* [What is being asked]: Copy every line from the material below that holds "loose".

———

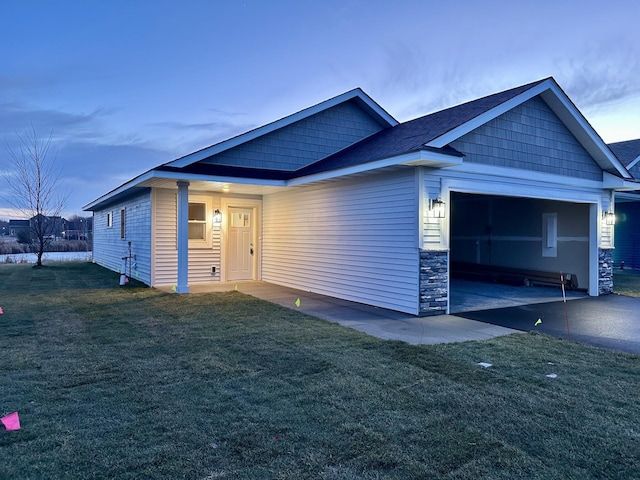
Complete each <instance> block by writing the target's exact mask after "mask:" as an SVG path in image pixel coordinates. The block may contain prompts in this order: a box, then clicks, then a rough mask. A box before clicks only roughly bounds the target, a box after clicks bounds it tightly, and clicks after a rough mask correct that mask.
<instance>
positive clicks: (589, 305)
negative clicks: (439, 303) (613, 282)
mask: <svg viewBox="0 0 640 480" xmlns="http://www.w3.org/2000/svg"><path fill="white" fill-rule="evenodd" d="M565 307H566V314H565ZM456 315H457V316H460V317H464V318H467V319H469V320H476V321H480V322H484V323H488V324H490V325H496V326H502V327H505V328H511V329H516V330H520V331H532V330H535V331H539V332H542V333H546V334H549V335H553V336H555V337H560V338H565V339H567V338H570V339H571V340H573V341H577V342H581V343H586V344H589V345H594V346H596V347H603V348H609V349H614V350H620V351H623V352H629V353H636V354H640V298H632V297H625V296H622V295H604V296H601V297H587V298H574V299H572V300H571V301H568V302H566V304H565V302H562V301H556V302H550V303H538V304H529V305H519V306H514V307H508V308H495V309H490V310H478V311H471V312H460V313H457V314H456ZM538 319H540V320H542V323H539V324H538V325H536V322H537V320H538ZM567 319H568V326H569V330H568V332H567Z"/></svg>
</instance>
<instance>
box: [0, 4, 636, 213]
mask: <svg viewBox="0 0 640 480" xmlns="http://www.w3.org/2000/svg"><path fill="white" fill-rule="evenodd" d="M0 18H1V19H2V26H1V28H0V138H2V145H0V171H3V170H6V169H7V168H8V166H9V164H8V155H7V144H9V145H13V144H15V139H16V132H18V133H21V134H22V133H24V132H25V131H27V130H30V129H31V126H33V128H34V129H35V131H36V132H37V135H38V136H39V137H42V138H46V137H48V136H49V134H52V138H53V145H52V151H51V152H50V156H53V155H54V154H55V153H56V152H57V157H56V161H57V163H58V166H59V167H61V168H62V170H63V175H64V176H63V180H64V183H65V186H67V187H68V189H69V190H70V191H71V197H70V198H69V201H68V202H67V205H68V207H67V209H66V210H65V214H66V216H69V215H72V214H83V215H90V213H87V212H82V211H81V208H82V206H83V205H85V204H87V203H89V202H90V201H92V200H94V199H96V198H97V197H99V196H100V195H102V194H104V193H106V192H108V191H109V190H111V189H113V188H115V187H117V186H119V185H120V184H122V183H124V182H125V181H127V180H129V179H130V178H132V177H134V176H136V175H138V174H140V173H142V172H144V171H146V170H148V169H149V168H152V167H154V166H157V165H159V164H161V163H164V162H167V161H170V160H173V159H175V158H177V157H180V156H182V155H185V154H188V153H190V152H192V151H194V150H197V149H200V148H202V147H205V146H208V145H211V144H214V143H217V142H218V141H220V140H224V139H225V138H228V137H230V136H233V135H237V134H239V133H242V132H244V131H247V130H249V129H251V128H254V127H256V126H260V125H263V124H265V123H269V122H271V121H274V120H277V119H279V118H281V117H283V116H286V115H289V114H291V113H294V112H296V111H298V110H301V109H303V108H306V107H309V106H311V105H313V104H316V103H318V102H321V101H323V100H326V99H328V98H330V97H333V96H335V95H338V94H340V93H343V92H345V91H347V90H351V89H352V88H355V87H361V88H362V89H363V90H364V91H365V92H366V93H368V94H369V95H370V96H371V97H372V98H373V99H374V100H375V101H376V102H378V103H379V104H380V105H381V106H382V107H383V108H384V109H385V110H387V111H388V112H389V113H390V114H391V115H392V116H394V117H395V118H396V119H397V120H399V121H405V120H409V119H412V118H415V117H418V116H422V115H425V114H427V113H431V112H434V111H437V110H440V109H443V108H446V107H449V106H453V105H456V104H459V103H462V102H465V101H468V100H473V99H475V98H478V97H481V96H485V95H489V94H491V93H495V92H498V91H501V90H505V89H508V88H511V87H515V86H518V85H522V84H525V83H529V82H532V81H535V80H539V79H541V78H545V77H549V76H553V77H554V78H555V79H556V81H557V82H558V83H559V84H560V86H561V87H562V88H563V89H564V90H565V92H566V93H567V94H568V95H569V97H570V98H571V99H572V100H573V101H574V103H575V104H576V106H577V107H578V108H579V109H580V111H581V112H582V113H583V114H584V115H585V117H586V118H587V120H588V121H589V122H590V123H591V125H592V126H593V127H594V128H595V130H596V131H597V132H598V133H599V134H600V136H601V137H602V138H603V140H604V141H605V142H607V143H611V142H616V141H621V140H629V139H636V138H640V28H638V19H640V2H637V1H635V0H627V1H618V0H608V1H606V2H604V1H602V0H597V1H593V0H580V1H578V0H576V1H562V0H553V1H552V0H536V1H526V0H525V1H513V0H483V1H470V0H468V1H462V0H450V1H430V0H424V1H414V0H393V1H391V0H387V1H377V0H368V1H367V0H323V1H320V0H318V1H310V0H309V1H307V0H290V1H284V0H244V1H241V0H238V1H236V0H226V1H222V0H209V1H195V0H184V1H177V0H176V1H162V0H153V1H151V0H150V1H136V0H127V1H114V0H109V1H80V0H77V1H63V0H56V1H45V0H42V1H30V0H0ZM0 189H1V190H4V191H6V185H4V184H3V183H1V182H0ZM12 213H13V212H11V211H10V210H9V209H8V205H7V204H6V203H5V202H3V201H0V219H7V218H12Z"/></svg>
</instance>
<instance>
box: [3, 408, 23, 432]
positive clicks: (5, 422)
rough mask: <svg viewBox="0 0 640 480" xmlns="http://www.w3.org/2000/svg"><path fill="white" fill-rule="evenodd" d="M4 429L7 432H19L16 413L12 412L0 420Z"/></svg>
mask: <svg viewBox="0 0 640 480" xmlns="http://www.w3.org/2000/svg"><path fill="white" fill-rule="evenodd" d="M0 420H1V421H2V424H3V425H4V428H6V429H7V430H20V419H19V418H18V412H13V413H10V414H9V415H7V416H6V417H2V418H0Z"/></svg>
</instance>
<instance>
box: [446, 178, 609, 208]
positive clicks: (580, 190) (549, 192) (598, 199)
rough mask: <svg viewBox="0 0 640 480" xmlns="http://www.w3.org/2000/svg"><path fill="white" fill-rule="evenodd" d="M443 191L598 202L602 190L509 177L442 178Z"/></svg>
mask: <svg viewBox="0 0 640 480" xmlns="http://www.w3.org/2000/svg"><path fill="white" fill-rule="evenodd" d="M441 185H442V191H443V193H444V194H445V195H447V193H446V192H462V193H476V194H480V195H499V196H506V197H521V198H537V199H541V200H556V201H562V202H573V203H591V204H597V203H598V202H599V201H600V199H601V198H602V190H601V189H600V190H598V189H584V188H564V189H563V188H559V187H557V186H555V185H537V184H536V183H535V182H514V181H512V180H511V179H509V178H500V177H495V176H494V177H492V178H482V179H478V178H473V179H470V178H456V177H449V176H446V177H444V176H443V178H442V183H441Z"/></svg>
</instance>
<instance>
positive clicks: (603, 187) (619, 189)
mask: <svg viewBox="0 0 640 480" xmlns="http://www.w3.org/2000/svg"><path fill="white" fill-rule="evenodd" d="M602 186H603V188H608V189H611V190H615V191H616V192H629V191H633V190H640V182H638V181H635V180H629V179H626V178H620V177H618V176H617V175H613V174H611V173H609V172H602Z"/></svg>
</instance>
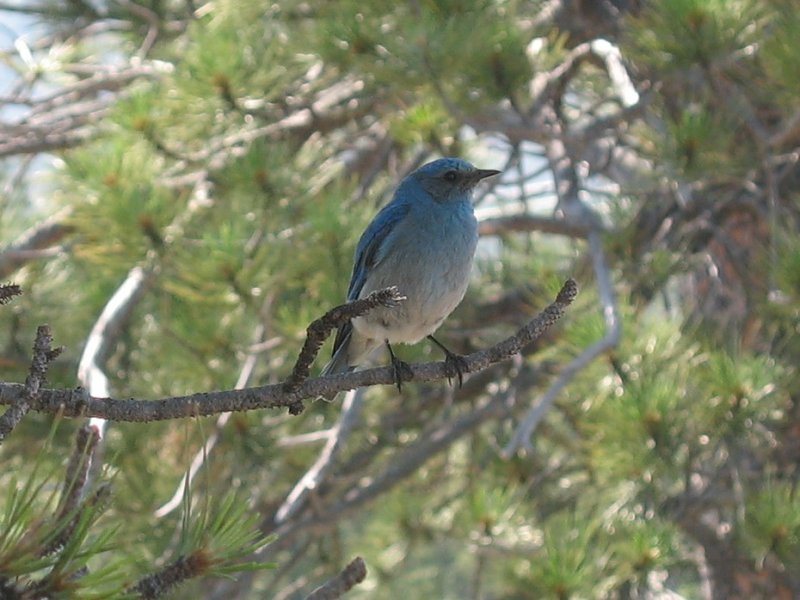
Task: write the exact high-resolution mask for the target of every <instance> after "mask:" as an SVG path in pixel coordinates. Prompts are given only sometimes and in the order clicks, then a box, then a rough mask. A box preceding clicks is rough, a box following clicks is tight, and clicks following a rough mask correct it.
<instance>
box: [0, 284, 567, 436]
mask: <svg viewBox="0 0 800 600" xmlns="http://www.w3.org/2000/svg"><path fill="white" fill-rule="evenodd" d="M577 293H578V285H577V284H576V283H575V281H573V280H572V279H570V280H567V282H566V283H565V284H564V286H563V287H562V289H561V291H560V292H559V294H558V296H557V298H556V300H555V301H554V302H553V303H552V304H550V306H548V307H547V308H545V309H544V310H543V311H542V312H541V313H539V314H538V315H537V316H536V317H534V318H533V319H532V320H531V321H530V322H529V323H528V324H526V325H525V326H524V327H522V329H520V330H519V331H518V332H517V333H515V334H514V335H512V336H510V337H508V338H506V339H504V340H502V341H501V342H499V343H497V344H495V345H494V346H492V347H490V348H487V349H485V350H480V351H478V352H473V353H472V354H468V355H466V356H464V361H465V362H464V369H463V372H464V373H465V374H466V373H474V372H476V371H480V370H483V369H485V368H487V367H488V366H489V365H492V364H495V363H498V362H501V361H504V360H506V359H507V358H509V357H511V356H513V355H514V354H516V353H518V352H519V351H520V350H521V349H522V348H524V347H525V346H527V345H528V344H530V343H531V342H532V341H534V340H536V339H538V338H539V337H540V336H541V335H542V334H543V333H544V332H545V331H547V330H548V329H549V328H550V327H552V326H553V324H554V323H555V322H556V321H558V319H560V318H561V317H562V316H563V314H564V312H565V311H566V308H567V307H568V306H569V305H570V304H571V303H572V301H573V300H574V299H575V296H576V295H577ZM409 368H410V371H411V374H412V378H413V380H414V381H417V382H426V381H439V380H442V379H446V378H447V376H448V370H447V367H446V365H445V363H444V362H443V361H440V362H430V363H420V364H413V365H409ZM394 383H395V375H394V370H393V369H392V368H391V367H380V368H374V369H366V370H364V371H354V372H352V373H343V374H338V375H332V376H329V377H318V378H314V379H308V380H305V381H303V382H302V383H301V384H300V385H299V386H298V387H297V388H296V389H295V390H294V391H292V392H287V391H286V388H285V384H284V383H279V384H274V385H266V386H261V387H255V388H247V389H244V390H233V391H230V390H229V391H219V392H198V393H196V394H191V395H188V396H177V397H173V398H165V399H161V400H135V399H130V400H120V399H114V398H95V397H92V396H90V395H89V394H87V393H86V391H85V390H83V389H80V388H79V389H51V390H42V391H41V395H40V397H39V398H38V400H37V401H36V402H35V403H34V404H33V405H32V408H33V409H34V410H37V411H39V412H47V413H57V412H58V413H60V414H63V415H64V416H66V417H86V416H90V417H97V418H103V419H108V420H111V421H127V422H137V423H145V422H149V421H163V420H168V419H178V418H184V417H198V416H207V415H213V414H218V413H221V412H225V411H248V410H256V409H261V408H291V407H295V408H296V407H297V406H298V405H300V406H302V404H298V403H300V401H302V400H304V399H308V398H318V397H319V396H323V395H330V394H334V393H336V392H340V391H345V390H350V389H355V388H358V387H366V386H372V385H381V384H383V385H393V384H394ZM23 393H24V388H23V386H21V385H19V384H13V383H5V384H0V404H12V403H14V402H15V401H16V400H17V399H18V398H19V397H20V396H21V395H22V394H23Z"/></svg>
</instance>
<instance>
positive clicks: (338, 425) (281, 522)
mask: <svg viewBox="0 0 800 600" xmlns="http://www.w3.org/2000/svg"><path fill="white" fill-rule="evenodd" d="M360 392H362V390H352V391H350V392H349V393H348V394H347V395H346V396H345V399H344V400H343V401H342V412H341V416H340V417H339V421H338V422H337V423H336V425H334V426H333V427H332V428H331V429H329V430H328V431H329V432H330V433H329V436H328V441H327V442H326V443H325V446H324V447H323V448H322V451H321V452H320V453H319V456H318V457H317V460H316V461H314V464H313V465H311V467H309V469H308V471H306V473H305V474H304V475H303V476H302V477H301V478H300V479H299V480H298V481H297V483H296V484H295V486H294V487H293V488H292V491H291V492H289V494H288V495H287V496H286V500H284V501H283V504H281V506H280V508H279V509H278V511H277V512H276V513H275V522H276V523H282V522H283V521H285V520H286V519H288V518H290V517H291V516H292V515H294V514H295V513H296V512H297V511H298V510H299V509H300V507H301V506H302V505H303V503H304V502H305V499H306V498H307V497H308V494H309V493H310V492H311V491H312V490H314V489H316V488H318V487H319V486H320V484H321V483H322V481H323V480H324V478H325V477H326V476H327V474H328V472H329V471H330V469H331V467H332V466H333V463H334V460H336V457H337V456H338V455H339V451H340V450H341V449H342V447H343V446H344V442H345V440H347V438H348V436H349V434H350V432H351V431H352V429H353V426H354V425H355V423H356V421H357V420H358V414H359V412H360V409H361V404H362V402H363V394H361V393H360Z"/></svg>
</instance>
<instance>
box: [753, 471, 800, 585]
mask: <svg viewBox="0 0 800 600" xmlns="http://www.w3.org/2000/svg"><path fill="white" fill-rule="evenodd" d="M741 541H742V543H743V544H744V545H745V547H746V548H747V550H748V551H749V552H751V553H752V554H753V555H754V556H756V557H757V558H758V560H759V561H760V562H763V561H764V560H766V559H767V557H769V556H771V555H774V556H775V557H776V558H777V559H778V560H779V561H781V563H783V564H784V565H785V566H786V568H787V569H791V570H795V569H798V568H800V558H799V557H800V498H798V497H797V491H796V489H795V486H794V485H793V484H791V483H787V482H769V483H768V484H767V485H766V487H765V488H764V489H763V490H758V491H756V492H754V493H753V494H752V495H751V496H750V497H748V498H747V500H746V505H745V516H744V523H743V527H742V540H741Z"/></svg>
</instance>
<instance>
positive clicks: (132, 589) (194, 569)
mask: <svg viewBox="0 0 800 600" xmlns="http://www.w3.org/2000/svg"><path fill="white" fill-rule="evenodd" d="M209 566H210V564H209V557H208V556H206V554H205V553H204V552H200V551H198V552H194V553H192V554H190V555H189V556H181V557H180V558H178V559H177V560H175V561H173V562H171V563H170V564H168V565H167V566H165V567H164V568H163V569H161V570H160V571H157V572H155V573H151V574H150V575H147V576H145V577H142V578H141V579H140V580H139V581H138V582H137V583H136V585H134V586H133V587H131V588H130V590H128V591H129V592H132V593H136V594H139V597H140V598H145V599H148V600H149V599H154V598H160V597H161V596H163V595H164V594H166V593H167V592H168V591H169V590H171V589H173V588H174V587H175V586H177V585H179V584H181V583H183V582H184V581H186V580H188V579H192V578H193V577H197V576H199V575H202V574H203V573H205V572H206V571H207V570H208V568H209Z"/></svg>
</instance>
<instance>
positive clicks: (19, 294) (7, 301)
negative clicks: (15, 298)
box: [0, 283, 22, 304]
mask: <svg viewBox="0 0 800 600" xmlns="http://www.w3.org/2000/svg"><path fill="white" fill-rule="evenodd" d="M20 294H22V288H21V287H19V286H18V285H16V284H15V283H4V284H3V285H0V304H8V303H9V302H11V301H12V300H13V299H14V298H15V297H17V296H19V295H20Z"/></svg>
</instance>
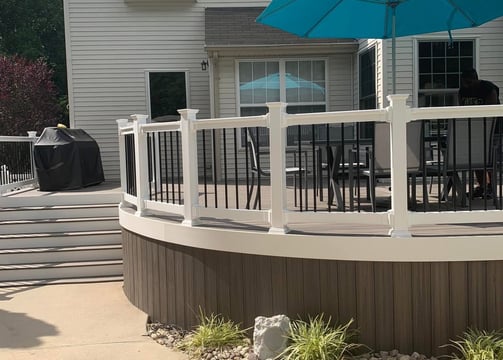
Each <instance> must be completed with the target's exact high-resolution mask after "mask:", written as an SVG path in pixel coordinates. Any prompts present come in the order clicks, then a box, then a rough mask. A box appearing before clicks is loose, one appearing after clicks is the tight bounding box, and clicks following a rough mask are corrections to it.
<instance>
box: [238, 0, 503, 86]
mask: <svg viewBox="0 0 503 360" xmlns="http://www.w3.org/2000/svg"><path fill="white" fill-rule="evenodd" d="M502 1H503V0H502ZM239 88H240V89H241V90H253V89H276V90H277V89H279V88H280V78H279V73H275V74H271V75H268V76H264V77H262V78H260V79H257V80H253V81H250V82H247V83H244V84H243V85H241V86H240V87H239ZM285 88H287V89H296V88H299V89H313V90H317V91H321V92H322V93H325V89H324V88H323V87H321V86H320V85H318V84H316V83H314V82H312V81H308V80H305V79H302V78H300V77H297V76H294V75H292V74H290V73H286V74H285Z"/></svg>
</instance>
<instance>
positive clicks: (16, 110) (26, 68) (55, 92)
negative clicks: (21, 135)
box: [0, 56, 61, 135]
mask: <svg viewBox="0 0 503 360" xmlns="http://www.w3.org/2000/svg"><path fill="white" fill-rule="evenodd" d="M52 76H53V70H52V69H50V68H49V67H48V66H47V64H46V63H45V62H44V61H43V60H42V59H39V60H35V61H31V60H27V59H24V58H22V57H20V56H12V57H6V56H3V57H0V79H2V81H0V134H2V135H26V132H27V131H31V130H36V131H37V132H39V133H40V132H41V131H42V130H43V129H44V128H45V127H47V126H56V125H57V123H58V122H59V121H60V119H61V111H60V107H59V105H58V101H57V96H56V95H57V90H56V87H55V85H54V82H53V81H52Z"/></svg>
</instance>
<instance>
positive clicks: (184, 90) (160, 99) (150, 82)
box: [148, 72, 187, 122]
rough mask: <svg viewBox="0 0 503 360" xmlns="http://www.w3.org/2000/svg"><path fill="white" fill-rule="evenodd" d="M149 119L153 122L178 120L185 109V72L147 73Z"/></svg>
mask: <svg viewBox="0 0 503 360" xmlns="http://www.w3.org/2000/svg"><path fill="white" fill-rule="evenodd" d="M148 89H149V97H150V98H149V99H148V100H149V106H150V118H151V119H152V121H154V122H160V121H177V120H180V114H179V113H178V110H179V109H186V108H187V82H186V73H185V72H148Z"/></svg>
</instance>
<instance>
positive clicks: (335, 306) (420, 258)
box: [120, 207, 503, 355]
mask: <svg viewBox="0 0 503 360" xmlns="http://www.w3.org/2000/svg"><path fill="white" fill-rule="evenodd" d="M120 221H121V225H122V227H123V245H124V266H125V268H124V279H125V282H124V290H125V293H126V295H127V296H128V298H129V299H130V301H131V302H132V303H133V304H135V305H136V306H137V307H139V308H140V309H142V310H143V311H145V312H146V313H148V314H149V315H150V316H151V318H152V320H153V321H161V322H164V323H172V324H176V325H179V326H182V327H184V328H190V327H192V326H193V325H195V324H196V318H195V314H196V313H197V310H198V308H199V307H202V308H203V309H204V310H205V311H206V312H215V313H220V314H223V315H224V316H226V317H229V318H231V319H233V320H234V321H236V322H239V323H242V324H243V326H245V327H249V326H252V325H253V321H254V318H255V317H256V316H259V315H263V316H271V315H275V314H286V315H288V316H290V317H291V318H297V316H301V317H302V318H307V316H308V315H317V314H320V313H324V314H326V315H327V316H331V317H332V318H333V319H334V320H336V321H338V322H345V321H348V320H349V319H350V318H353V319H355V320H356V322H355V326H356V327H357V328H358V329H359V331H360V334H361V335H360V339H359V341H360V342H362V343H365V344H366V345H368V346H370V347H371V348H373V349H379V350H382V349H384V350H386V349H393V348H397V349H399V350H400V351H402V352H405V353H406V352H412V351H418V352H420V353H424V354H431V355H439V354H443V353H445V352H446V351H448V350H446V349H445V348H442V349H441V348H439V346H440V345H443V344H446V343H448V342H449V339H453V338H455V337H457V336H458V335H461V334H462V332H463V331H465V330H466V328H467V327H468V326H471V327H479V328H483V329H498V328H501V327H503V309H502V308H501V303H503V260H501V254H502V253H503V251H501V246H502V244H501V243H502V241H501V236H499V235H484V236H479V237H475V236H451V237H449V236H446V235H445V234H444V235H442V234H437V236H416V237H412V238H409V239H403V238H402V239H396V238H391V237H387V236H368V235H366V234H365V231H363V233H362V235H361V236H358V235H353V236H349V235H348V236H337V235H326V234H311V235H308V234H306V232H308V231H307V230H306V231H305V233H303V234H300V233H294V234H283V235H281V234H269V233H267V227H264V228H262V227H260V226H259V225H256V224H255V225H253V226H252V225H250V224H248V225H243V224H241V226H239V225H236V226H234V227H232V226H230V227H226V228H224V227H222V226H218V225H216V224H214V225H213V226H211V225H208V224H207V225H205V226H198V227H190V226H185V225H181V223H180V219H178V218H166V217H164V218H159V217H154V216H142V217H139V216H135V215H134V213H133V210H131V209H128V208H124V207H123V208H121V209H120ZM311 230H313V229H311ZM367 230H368V229H367ZM484 248H487V251H484V250H482V251H481V249H484ZM475 250H476V251H475Z"/></svg>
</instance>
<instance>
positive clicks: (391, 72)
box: [391, 5, 396, 94]
mask: <svg viewBox="0 0 503 360" xmlns="http://www.w3.org/2000/svg"><path fill="white" fill-rule="evenodd" d="M391 9H392V17H391V73H392V76H393V94H396V59H395V57H396V5H395V6H392V7H391Z"/></svg>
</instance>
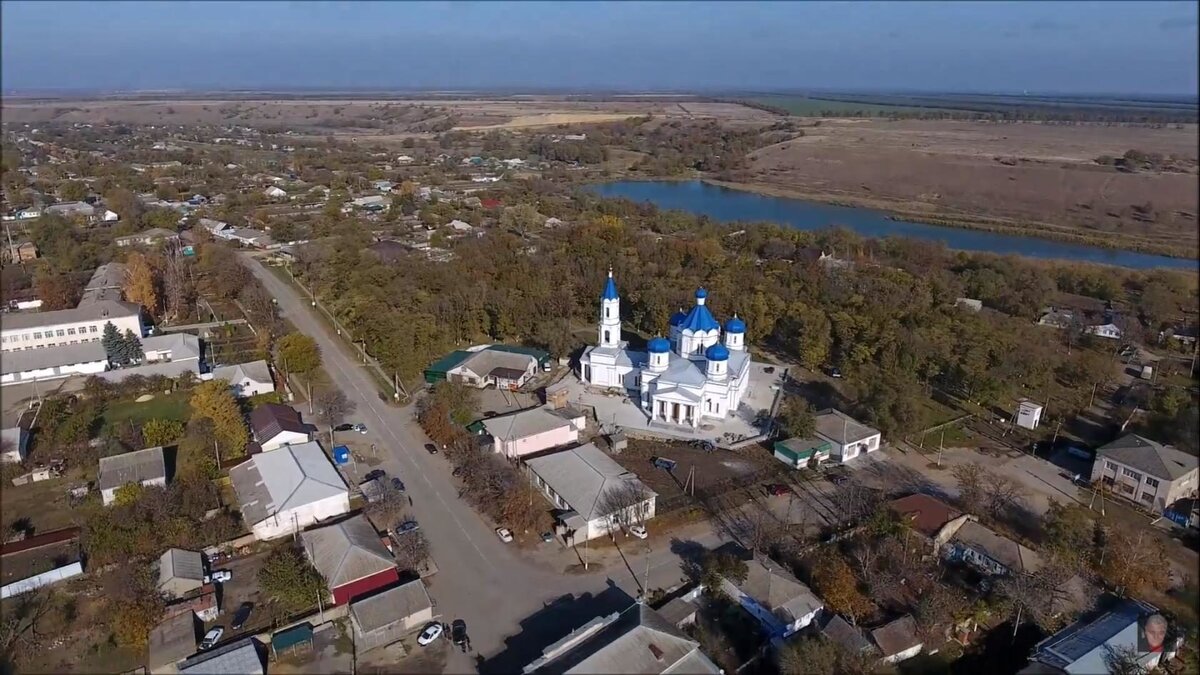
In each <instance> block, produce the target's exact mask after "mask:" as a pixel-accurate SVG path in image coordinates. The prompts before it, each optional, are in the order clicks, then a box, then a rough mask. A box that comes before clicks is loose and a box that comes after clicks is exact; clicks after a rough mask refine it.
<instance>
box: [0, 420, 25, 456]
mask: <svg viewBox="0 0 1200 675" xmlns="http://www.w3.org/2000/svg"><path fill="white" fill-rule="evenodd" d="M26 456H29V430H28V429H25V428H24V426H20V425H19V424H18V425H17V426H10V428H7V429H4V430H0V462H13V464H16V462H22V461H25V458H26Z"/></svg>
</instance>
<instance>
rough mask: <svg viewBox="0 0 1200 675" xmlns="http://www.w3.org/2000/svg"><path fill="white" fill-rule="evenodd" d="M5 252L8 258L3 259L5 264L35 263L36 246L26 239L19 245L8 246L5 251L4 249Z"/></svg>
mask: <svg viewBox="0 0 1200 675" xmlns="http://www.w3.org/2000/svg"><path fill="white" fill-rule="evenodd" d="M5 252H7V253H8V256H7V257H6V258H5V262H10V263H24V262H29V261H36V259H37V244H34V243H32V241H29V240H28V239H26V240H25V241H22V243H20V244H16V245H11V246H8V247H7V249H5Z"/></svg>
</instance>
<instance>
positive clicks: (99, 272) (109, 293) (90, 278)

———

* [Solution to the problem]:
Each <instance> must be completed with the target's exact high-resolution mask after "mask:", written as an SVG path in pixel coordinates. Any prompts present come in the order clicks, then a box, then a rough mask. A box appearing before clicks is loose, one appearing after clicks is the tight bounding box, and clicks following a rough mask are corrections to it.
In each <instance> block, produce the target's exact mask after "mask:" as a pixel-accurate SVG path in image coordinates. The prompts before it, each optional, are in the order clicks, then a box, then a rough mask. A box that comes before clicks is loose and a box that comes after clicks is exact; clicks after a rough mask refine it.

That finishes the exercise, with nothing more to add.